— begin Data in this exercise —

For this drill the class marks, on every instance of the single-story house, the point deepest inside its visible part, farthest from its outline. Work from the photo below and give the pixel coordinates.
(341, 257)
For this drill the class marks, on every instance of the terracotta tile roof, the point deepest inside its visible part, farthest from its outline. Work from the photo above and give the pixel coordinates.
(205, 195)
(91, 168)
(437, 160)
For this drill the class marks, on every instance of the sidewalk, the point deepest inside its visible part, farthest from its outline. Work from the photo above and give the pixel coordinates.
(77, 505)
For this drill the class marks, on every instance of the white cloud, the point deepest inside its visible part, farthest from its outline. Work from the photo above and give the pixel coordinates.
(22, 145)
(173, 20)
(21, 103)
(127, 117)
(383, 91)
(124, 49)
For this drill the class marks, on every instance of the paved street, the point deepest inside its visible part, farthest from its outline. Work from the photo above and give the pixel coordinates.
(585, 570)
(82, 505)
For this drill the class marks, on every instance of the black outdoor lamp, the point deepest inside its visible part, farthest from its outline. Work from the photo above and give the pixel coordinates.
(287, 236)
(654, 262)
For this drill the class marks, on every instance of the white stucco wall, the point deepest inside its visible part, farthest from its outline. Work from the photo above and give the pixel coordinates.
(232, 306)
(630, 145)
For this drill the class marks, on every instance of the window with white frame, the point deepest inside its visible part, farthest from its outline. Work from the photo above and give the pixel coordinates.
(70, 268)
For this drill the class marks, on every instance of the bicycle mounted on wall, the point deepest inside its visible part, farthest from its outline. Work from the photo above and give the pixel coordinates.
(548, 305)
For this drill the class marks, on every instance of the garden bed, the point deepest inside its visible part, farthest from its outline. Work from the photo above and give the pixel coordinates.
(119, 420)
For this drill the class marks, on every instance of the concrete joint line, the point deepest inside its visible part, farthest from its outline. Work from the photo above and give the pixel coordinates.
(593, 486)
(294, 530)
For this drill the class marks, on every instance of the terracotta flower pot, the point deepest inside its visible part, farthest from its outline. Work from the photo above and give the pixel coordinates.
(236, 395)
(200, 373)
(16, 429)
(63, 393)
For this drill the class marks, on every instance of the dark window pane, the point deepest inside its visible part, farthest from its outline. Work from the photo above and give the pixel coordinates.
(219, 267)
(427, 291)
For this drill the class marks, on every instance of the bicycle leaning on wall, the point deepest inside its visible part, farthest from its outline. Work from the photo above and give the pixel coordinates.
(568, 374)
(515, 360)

— end Data in this exercise —
— begin Data in this exercise —

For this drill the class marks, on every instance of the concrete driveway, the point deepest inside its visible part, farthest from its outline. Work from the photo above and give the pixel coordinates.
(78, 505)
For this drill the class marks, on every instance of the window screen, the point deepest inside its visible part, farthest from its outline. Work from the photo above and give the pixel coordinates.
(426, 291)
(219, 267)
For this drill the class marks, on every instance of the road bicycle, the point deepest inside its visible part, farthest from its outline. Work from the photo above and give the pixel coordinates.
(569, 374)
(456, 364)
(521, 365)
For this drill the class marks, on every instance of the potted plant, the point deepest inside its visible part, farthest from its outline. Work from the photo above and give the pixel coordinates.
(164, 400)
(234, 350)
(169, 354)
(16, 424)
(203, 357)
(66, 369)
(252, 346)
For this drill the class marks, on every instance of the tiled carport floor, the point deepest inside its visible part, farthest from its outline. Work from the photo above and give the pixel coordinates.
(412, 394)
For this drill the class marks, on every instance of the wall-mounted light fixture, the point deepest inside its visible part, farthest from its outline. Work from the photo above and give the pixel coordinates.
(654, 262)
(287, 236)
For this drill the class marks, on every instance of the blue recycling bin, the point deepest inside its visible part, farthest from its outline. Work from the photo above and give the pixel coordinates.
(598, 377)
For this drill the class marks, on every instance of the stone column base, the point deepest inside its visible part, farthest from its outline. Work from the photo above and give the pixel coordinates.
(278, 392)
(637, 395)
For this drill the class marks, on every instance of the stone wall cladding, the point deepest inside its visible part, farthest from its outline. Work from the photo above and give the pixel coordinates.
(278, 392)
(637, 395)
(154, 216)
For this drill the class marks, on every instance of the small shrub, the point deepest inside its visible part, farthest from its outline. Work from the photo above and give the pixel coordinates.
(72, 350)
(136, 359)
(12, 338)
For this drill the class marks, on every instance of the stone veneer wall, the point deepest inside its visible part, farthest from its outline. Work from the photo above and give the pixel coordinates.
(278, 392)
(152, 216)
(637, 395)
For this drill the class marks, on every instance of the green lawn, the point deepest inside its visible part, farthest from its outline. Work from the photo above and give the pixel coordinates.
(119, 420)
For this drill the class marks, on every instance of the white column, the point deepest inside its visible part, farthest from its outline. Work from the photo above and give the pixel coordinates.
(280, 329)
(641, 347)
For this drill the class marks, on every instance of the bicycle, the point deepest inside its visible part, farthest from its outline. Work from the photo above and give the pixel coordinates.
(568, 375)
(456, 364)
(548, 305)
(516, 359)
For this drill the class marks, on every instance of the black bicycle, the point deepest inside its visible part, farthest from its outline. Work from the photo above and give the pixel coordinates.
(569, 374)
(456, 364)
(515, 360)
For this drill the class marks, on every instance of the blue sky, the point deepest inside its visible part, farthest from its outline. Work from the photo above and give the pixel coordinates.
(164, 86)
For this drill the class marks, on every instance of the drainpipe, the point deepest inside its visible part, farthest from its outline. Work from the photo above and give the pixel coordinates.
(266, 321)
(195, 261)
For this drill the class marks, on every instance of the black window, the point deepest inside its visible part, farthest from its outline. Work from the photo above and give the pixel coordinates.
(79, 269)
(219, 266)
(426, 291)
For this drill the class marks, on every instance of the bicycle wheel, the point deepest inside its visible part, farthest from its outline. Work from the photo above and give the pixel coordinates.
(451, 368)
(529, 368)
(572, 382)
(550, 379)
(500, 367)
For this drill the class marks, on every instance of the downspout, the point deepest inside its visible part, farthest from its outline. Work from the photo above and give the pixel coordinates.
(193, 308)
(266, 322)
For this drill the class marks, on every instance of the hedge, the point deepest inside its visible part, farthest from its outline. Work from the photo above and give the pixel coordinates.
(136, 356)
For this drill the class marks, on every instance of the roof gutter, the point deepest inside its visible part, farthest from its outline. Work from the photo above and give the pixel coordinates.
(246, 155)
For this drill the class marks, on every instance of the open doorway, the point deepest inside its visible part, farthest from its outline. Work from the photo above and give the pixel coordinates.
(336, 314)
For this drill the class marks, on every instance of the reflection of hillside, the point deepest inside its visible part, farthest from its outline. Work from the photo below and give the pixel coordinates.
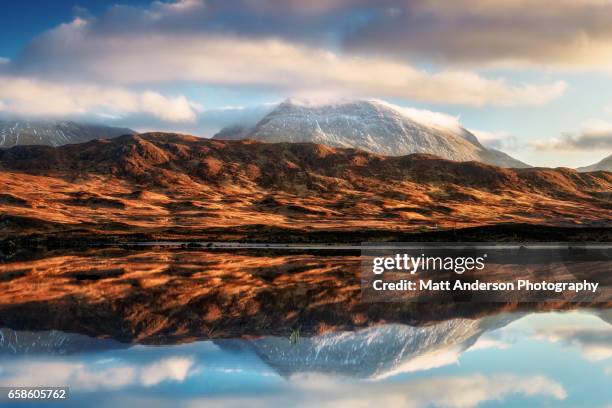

— end Data in this exercise —

◆ **Aim of the exercise**: Please gather each line of the material above that contains the string "roof".

◆ **Exercise response**:
For this drill the class marks, on every instance of the terracotta tile roof, the point deepest inside its visible part, farthest from its outline. Work from the photo above and give the pixel coordinates.
For this drill the class marks, on every instance of the roof gutter, the point deepest inside its visible part, farthest from its outline. Work from the photo above and give the pixel coordinates.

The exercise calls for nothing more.